Segmentation annotation records
* * * * *
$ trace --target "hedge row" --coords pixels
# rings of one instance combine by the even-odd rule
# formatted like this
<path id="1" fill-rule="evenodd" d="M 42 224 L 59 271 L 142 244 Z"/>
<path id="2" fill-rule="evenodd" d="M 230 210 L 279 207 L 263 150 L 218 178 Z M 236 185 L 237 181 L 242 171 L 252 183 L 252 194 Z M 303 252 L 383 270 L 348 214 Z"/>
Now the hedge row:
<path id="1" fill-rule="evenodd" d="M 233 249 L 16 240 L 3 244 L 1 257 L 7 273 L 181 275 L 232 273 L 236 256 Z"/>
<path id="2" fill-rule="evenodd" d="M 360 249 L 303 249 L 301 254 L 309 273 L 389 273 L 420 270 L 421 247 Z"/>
* * * * *
* [WHAT IS EXPECTED] Reproduce every line of the material above without any changes.

* [FINAL RESULT]
$ trace --target "hedge row" --coords pixels
# rings of one instance combine by the even-odd rule
# formatted like this
<path id="1" fill-rule="evenodd" d="M 42 224 L 59 271 L 142 244 Z"/>
<path id="2" fill-rule="evenodd" d="M 230 210 L 279 207 L 263 150 L 218 178 Z M 236 185 L 237 181 L 242 171 L 252 183 L 252 194 Z M 303 252 L 383 270 L 348 214 Z"/>
Now the hedge row:
<path id="1" fill-rule="evenodd" d="M 233 249 L 16 240 L 3 244 L 1 257 L 7 273 L 181 275 L 232 273 L 236 256 Z"/>
<path id="2" fill-rule="evenodd" d="M 360 249 L 303 249 L 301 254 L 309 273 L 389 273 L 420 270 L 421 247 Z"/>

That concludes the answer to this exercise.